- **DOCUMENT EXTRACT**:
______________________________

# Got my old 5hp Tecumseh running.



## GustoGuy (Nov 19, 2012)

The old engine is running pretty good now but not as good as the Predator 212cc that replaced it. Here is a little video of it running. I know a used Tecumseh isn't worth too much now. It does seems to be mechanically sound and started fairly easy on a 70 degree day. Much louder then the quiet Predator 212cc though so I really do not miss it. 





​


----------



## td5771 (Feb 21, 2011)

I have sold a bunch of small 5 Hp tecs and Briggs that were in running condition for 60 to 100 dollars.

Many including myself like the old loud clunkers. Yours should be more valuable even just to keep around because of the camshafts Pto pulley.

______________________________

- **EXTRACTED ENTRIES**:
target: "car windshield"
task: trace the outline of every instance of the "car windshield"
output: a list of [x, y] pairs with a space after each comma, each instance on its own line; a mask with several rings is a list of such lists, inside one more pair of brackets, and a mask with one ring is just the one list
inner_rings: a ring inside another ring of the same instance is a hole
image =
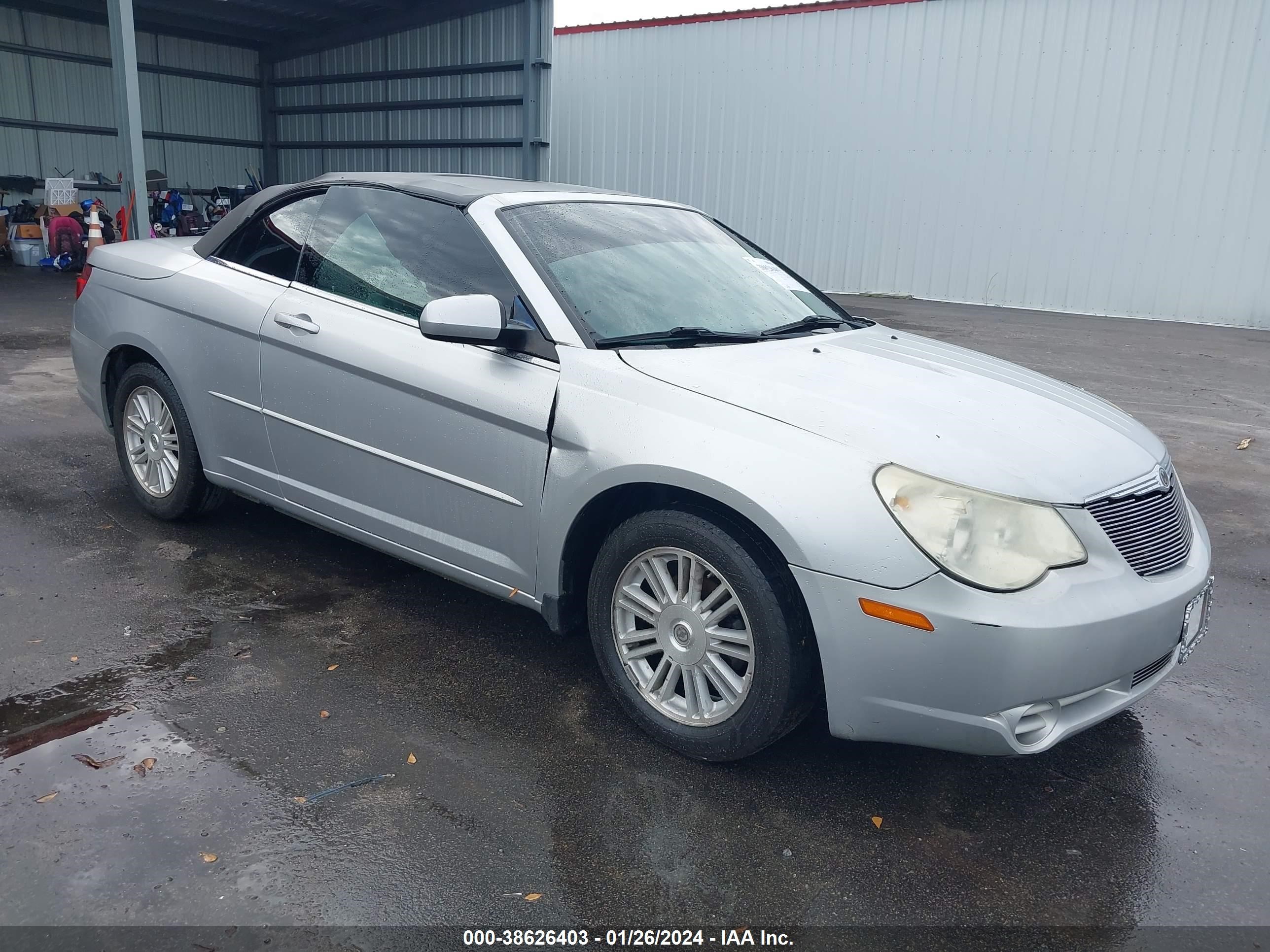
[[867, 324], [700, 212], [554, 202], [503, 220], [596, 343], [676, 327], [759, 335], [813, 316]]

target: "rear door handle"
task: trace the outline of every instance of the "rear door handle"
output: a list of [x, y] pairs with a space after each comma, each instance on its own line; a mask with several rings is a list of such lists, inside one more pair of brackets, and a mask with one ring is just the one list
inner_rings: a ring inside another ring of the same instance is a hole
[[302, 330], [305, 334], [316, 334], [321, 330], [307, 314], [276, 314], [273, 322], [291, 330]]

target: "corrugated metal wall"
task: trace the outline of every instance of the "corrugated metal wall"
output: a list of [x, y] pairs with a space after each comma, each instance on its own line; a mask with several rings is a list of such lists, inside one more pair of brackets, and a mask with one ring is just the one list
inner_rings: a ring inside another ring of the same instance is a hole
[[[282, 108], [344, 103], [400, 103], [460, 96], [522, 96], [527, 9], [545, 18], [537, 37], [550, 48], [550, 3], [519, 3], [444, 23], [394, 33], [274, 65], [276, 80], [325, 77], [320, 85], [277, 85]], [[494, 72], [363, 79], [364, 74], [481, 63], [513, 63]], [[531, 67], [532, 69], [532, 67]], [[521, 178], [525, 107], [517, 103], [455, 108], [367, 109], [278, 116], [278, 178], [298, 182], [325, 171], [452, 171]], [[392, 146], [392, 141], [497, 140], [499, 146]], [[297, 149], [296, 142], [321, 142]], [[342, 143], [348, 145], [342, 145]], [[375, 147], [358, 143], [375, 142]]]
[[828, 291], [1270, 326], [1266, 0], [928, 0], [558, 36], [552, 175]]
[[[109, 57], [107, 27], [0, 6], [0, 42]], [[178, 37], [137, 33], [138, 63], [257, 79], [251, 50]], [[260, 140], [258, 88], [215, 80], [141, 72], [141, 117], [147, 132]], [[24, 53], [0, 52], [0, 117], [76, 126], [114, 126], [110, 67]], [[146, 166], [168, 174], [169, 185], [194, 188], [245, 184], [245, 166], [260, 165], [258, 147], [145, 140]], [[75, 178], [121, 170], [116, 136], [11, 128], [0, 124], [0, 174]], [[97, 194], [85, 192], [85, 195]], [[103, 199], [118, 203], [118, 193]], [[17, 201], [24, 195], [10, 197]]]

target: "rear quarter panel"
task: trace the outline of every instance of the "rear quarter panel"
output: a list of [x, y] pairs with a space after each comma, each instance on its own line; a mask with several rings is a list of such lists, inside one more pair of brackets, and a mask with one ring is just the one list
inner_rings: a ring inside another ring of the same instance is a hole
[[[110, 352], [124, 345], [145, 350], [177, 387], [203, 466], [249, 475], [245, 481], [257, 484], [259, 470], [273, 470], [263, 420], [211, 392], [260, 405], [259, 327], [282, 291], [281, 284], [203, 259], [155, 279], [94, 267], [76, 302], [75, 331], [99, 348], [97, 392]], [[76, 369], [84, 388], [91, 390], [94, 371]]]

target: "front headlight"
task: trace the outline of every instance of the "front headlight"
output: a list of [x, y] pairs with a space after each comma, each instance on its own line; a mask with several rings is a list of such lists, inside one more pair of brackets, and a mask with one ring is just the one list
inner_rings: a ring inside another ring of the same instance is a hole
[[895, 465], [878, 470], [874, 485], [909, 538], [944, 571], [972, 585], [1013, 592], [1087, 557], [1052, 505], [980, 493]]

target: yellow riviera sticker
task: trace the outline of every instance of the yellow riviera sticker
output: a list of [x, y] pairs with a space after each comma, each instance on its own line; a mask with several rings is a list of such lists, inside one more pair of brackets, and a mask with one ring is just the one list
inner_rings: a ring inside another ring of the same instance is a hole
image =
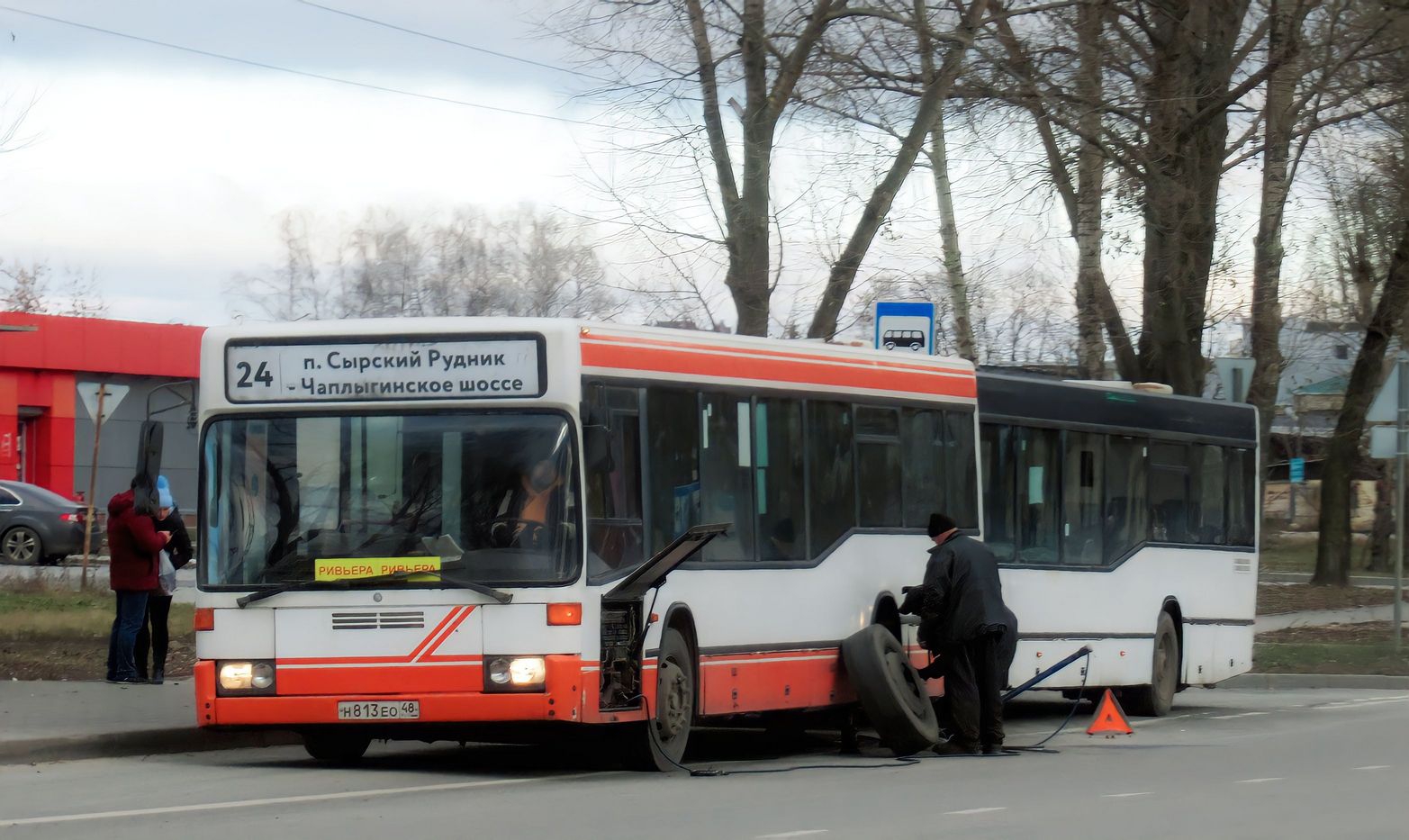
[[[438, 557], [324, 557], [313, 561], [314, 581], [351, 581], [396, 572], [438, 572]], [[434, 581], [435, 575], [410, 575], [407, 581]]]

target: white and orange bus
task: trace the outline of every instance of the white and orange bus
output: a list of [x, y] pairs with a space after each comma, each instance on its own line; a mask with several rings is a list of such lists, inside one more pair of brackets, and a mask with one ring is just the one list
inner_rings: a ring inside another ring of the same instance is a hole
[[[1024, 631], [1014, 682], [1084, 640], [1089, 669], [1047, 688], [1172, 698], [1171, 654], [1178, 685], [1250, 658], [1255, 574], [1171, 564], [1255, 572], [1251, 547], [1205, 551], [1133, 513], [1155, 469], [1129, 459], [1157, 457], [1151, 440], [1243, 464], [1241, 433], [1134, 427], [1198, 400], [1122, 393], [1134, 426], [1003, 414], [981, 433], [983, 378], [962, 361], [566, 320], [213, 328], [201, 352], [203, 726], [297, 730], [337, 761], [372, 739], [596, 727], [665, 768], [702, 719], [851, 703], [838, 648], [867, 626], [917, 651], [896, 603], [923, 574], [927, 516], [979, 534], [985, 502]], [[1024, 459], [1038, 450], [1051, 459]], [[1068, 513], [1084, 540], [1068, 521], [1033, 543]]]

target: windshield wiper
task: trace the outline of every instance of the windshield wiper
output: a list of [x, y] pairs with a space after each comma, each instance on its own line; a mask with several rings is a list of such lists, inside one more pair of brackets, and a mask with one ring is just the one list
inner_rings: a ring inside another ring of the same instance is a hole
[[271, 586], [269, 589], [241, 595], [235, 599], [235, 606], [245, 609], [256, 600], [273, 598], [275, 595], [283, 595], [285, 592], [297, 592], [300, 589], [349, 589], [351, 583], [351, 578], [341, 581], [289, 581], [287, 583], [279, 583], [278, 586]]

______________________________

- **SET PROBLEM 1**:
In the records, take the part that opens with the line containing "target: white and orange bus" and closes with the line containing "521], [1033, 543]]]", and write it out again with "white and orange bus" swapped for "white and orange coach" and nothing else changed.
- **SET PROBLEM 2**:
Extend the forum thread about the revived 5hp Tecumseh engine past its last post.

- **OUTPUT 1**:
target: white and orange coach
task: trace the outline of every instance of the white and orange coach
output: a list of [x, y] pairs with a space after each comma, each instance on its own line; a mask with several rings is a list of such lists, inside one more pair of brackets, and a mask with one ring is just the one list
inner_rings: a ring inside another ring of the same instance is a hole
[[[1024, 631], [1014, 682], [1084, 640], [1089, 669], [1047, 688], [1172, 698], [1171, 654], [1178, 685], [1250, 658], [1255, 574], [1171, 564], [1255, 572], [1251, 547], [1205, 551], [1133, 513], [1155, 469], [1129, 459], [1157, 457], [1151, 440], [1243, 464], [1241, 433], [1134, 427], [1198, 400], [1122, 393], [1134, 426], [1003, 414], [981, 433], [983, 378], [962, 361], [566, 320], [213, 328], [201, 352], [203, 726], [297, 730], [337, 761], [372, 739], [596, 727], [665, 768], [702, 719], [851, 703], [838, 648], [867, 626], [917, 651], [896, 603], [923, 574], [927, 516], [979, 534], [985, 502]], [[1024, 459], [1038, 450], [1051, 459]], [[1068, 513], [1084, 540], [1068, 521], [1033, 543]]]

- **OUTPUT 2**:
Find an old machine with an blown 2 shaft engine and out yours on and sell it.


----------



## Simplicity Solid 22 (Nov 27, 2012)

Gusto you said a "what" six Tecumseh 5 hp??

Sounds good Gusto...Good Job.


----------



## GustoGuy (Nov 19, 2012)

Simplicity Solid 22 said:


> Gusto you said a "what" six Tecumseh 5 hp??
> 
> Sounds good Gusto...Good Job.


1996 Tecumseh


----------



## Simplicity Solid 22 (Nov 27, 2012)

Gotcha!!!!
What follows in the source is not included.